### Passage:
════

During Sala's last years his energies were dulled by frequent illness. While continuing his articles in the ‘Daily Telegraph’ and his ‘Echoes of the Week,’ he resided chiefly at Brighton. In May 1892, however, he started, with the co-operation of his second wife, a weekly newspaper called ‘Sala's Journal;’ but despite his voluminous contributions, it failed after two years' trial, and involved him pecuniarily. In 1894 he produced ‘Things I have seen and People I have known,’ and next year not only a candid narrative of his ‘Life and Adventures,’ but a collection of genial gossip called ‘London up to Date.’ He had always interested himself in culinary literature, and claimed a practical acquaintance with the culinary art. The last book on which he engaged was an elaborate cookery book, ‘The Thorough Good Cook’ (1895). Owing to his pecuniary embarrassments his large library was sold by auction in March 1895, and in May Lord Rosebery conferred on him a civil-list pension of 100l. a year. He had always vaguely ranged himself with the liberal party. He died from nervous exhaustion, after a long illness, at Brighton on 8 Dec. 1895. Before his death he was received into the Roman catholic church.

════

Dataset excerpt

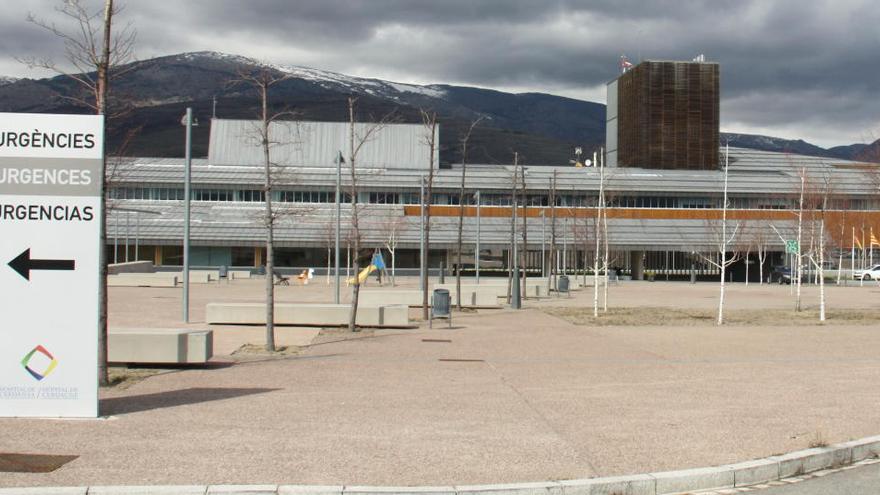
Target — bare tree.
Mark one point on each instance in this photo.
(818, 194)
(96, 57)
(262, 80)
(465, 138)
(600, 211)
(525, 249)
(429, 123)
(605, 251)
(514, 188)
(761, 241)
(551, 278)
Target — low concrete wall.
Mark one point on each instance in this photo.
(159, 345)
(195, 276)
(498, 289)
(142, 280)
(476, 298)
(725, 479)
(324, 315)
(130, 267)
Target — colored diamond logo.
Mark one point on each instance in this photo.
(39, 358)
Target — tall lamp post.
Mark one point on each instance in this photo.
(515, 296)
(339, 161)
(477, 247)
(187, 197)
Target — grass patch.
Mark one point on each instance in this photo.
(122, 377)
(661, 316)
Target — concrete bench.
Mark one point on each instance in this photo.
(159, 345)
(308, 314)
(499, 289)
(201, 276)
(476, 298)
(142, 280)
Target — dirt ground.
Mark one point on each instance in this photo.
(504, 396)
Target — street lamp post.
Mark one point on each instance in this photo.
(339, 161)
(423, 266)
(477, 247)
(187, 196)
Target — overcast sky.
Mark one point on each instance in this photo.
(789, 68)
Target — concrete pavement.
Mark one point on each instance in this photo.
(512, 397)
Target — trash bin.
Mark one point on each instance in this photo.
(440, 306)
(562, 285)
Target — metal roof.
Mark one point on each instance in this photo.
(751, 173)
(317, 144)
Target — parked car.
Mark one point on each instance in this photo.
(872, 273)
(780, 274)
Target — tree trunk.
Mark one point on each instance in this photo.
(600, 201)
(429, 120)
(551, 278)
(393, 265)
(461, 206)
(102, 90)
(524, 252)
(821, 269)
(800, 262)
(356, 234)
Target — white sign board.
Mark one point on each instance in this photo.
(50, 214)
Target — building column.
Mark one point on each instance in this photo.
(637, 264)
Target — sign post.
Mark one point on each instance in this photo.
(50, 214)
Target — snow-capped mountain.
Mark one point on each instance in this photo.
(544, 128)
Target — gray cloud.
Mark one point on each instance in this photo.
(793, 68)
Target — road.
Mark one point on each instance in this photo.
(863, 480)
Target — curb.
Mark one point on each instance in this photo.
(728, 476)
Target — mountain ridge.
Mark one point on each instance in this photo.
(544, 128)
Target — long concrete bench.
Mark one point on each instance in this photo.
(498, 289)
(195, 276)
(477, 298)
(130, 267)
(159, 345)
(200, 276)
(142, 280)
(308, 314)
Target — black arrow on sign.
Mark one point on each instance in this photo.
(23, 264)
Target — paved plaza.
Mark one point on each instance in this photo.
(503, 396)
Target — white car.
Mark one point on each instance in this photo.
(872, 273)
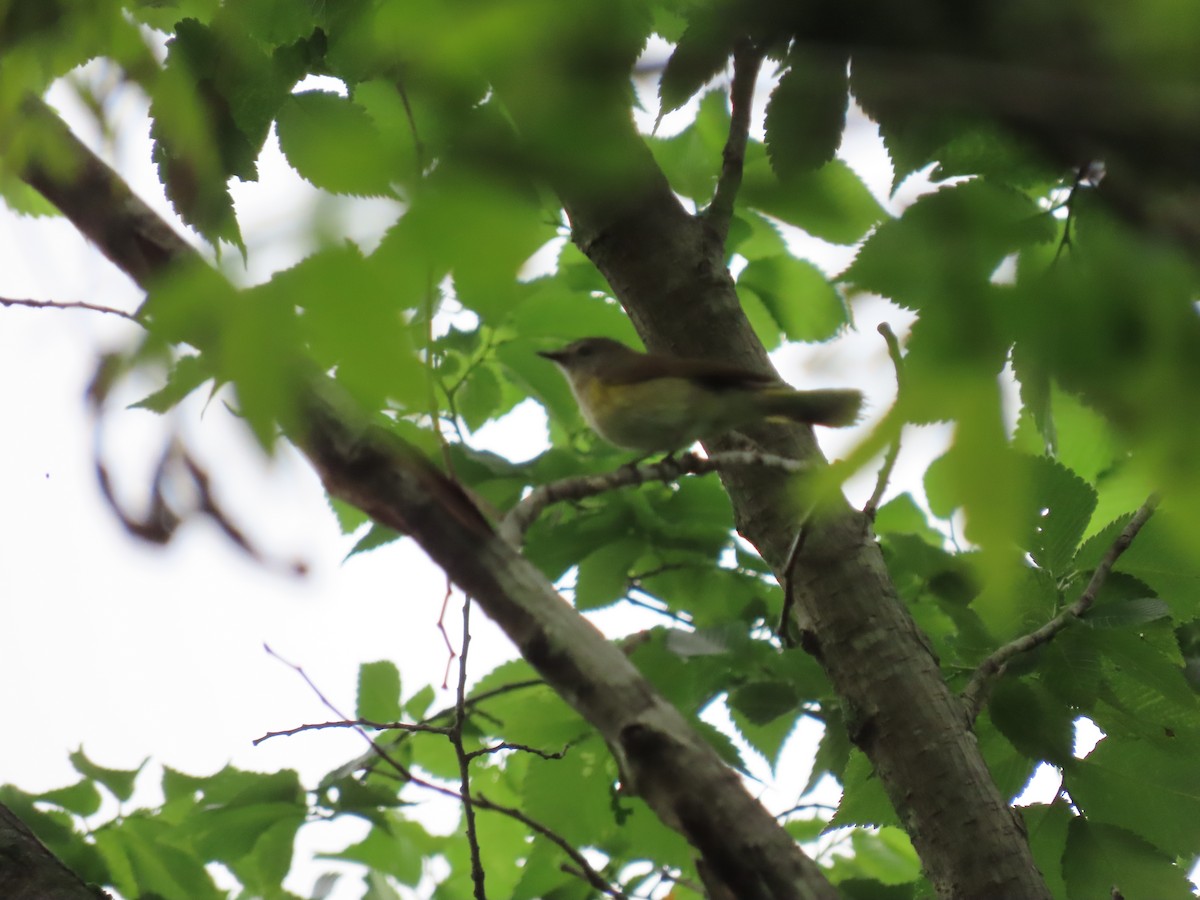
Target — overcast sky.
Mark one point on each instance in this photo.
(135, 652)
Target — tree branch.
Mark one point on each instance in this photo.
(460, 718)
(675, 769)
(747, 63)
(976, 693)
(889, 459)
(519, 519)
(67, 305)
(30, 871)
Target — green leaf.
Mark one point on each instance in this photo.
(1065, 504)
(801, 300)
(379, 693)
(863, 801)
(1127, 613)
(1163, 557)
(119, 783)
(887, 857)
(1047, 827)
(701, 54)
(1036, 723)
(901, 515)
(765, 714)
(1111, 786)
(831, 203)
(604, 575)
(399, 850)
(189, 373)
(946, 245)
(335, 144)
(1101, 858)
(807, 112)
(81, 798)
(211, 111)
(587, 775)
(377, 537)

════

### Objective:
Resume the account of Sala's last years, starting right after its final sentence.

### Expected answer:
He was twice married. His first wife, Mrs. Harriet Sala, whom he married in September 1859, died at Melbourne in December 1885. In 1891 he married a second wife, Bessie, third daughter of Robert Stannard, C.E., who survived him.

Besides the works already enumerated, and a memoir of ‘Robson (the Actor): a Sketch’ (1864), he edited many works of the American humourists for English publication, and, without much success, all the works of Charles Lamb in 1868.

[The Life and Adventures of George Augustus Sala, written by himself, 2 vols. 1895 (with portraits of himself and his mother); Memoirs of Edmund Yates; Memoirs of Henry Vizetelly; Times, 9, 10, and 13 Dec. 1895; Athenæum, December 1895; Daily Telegraph, December 1895.]

S. L.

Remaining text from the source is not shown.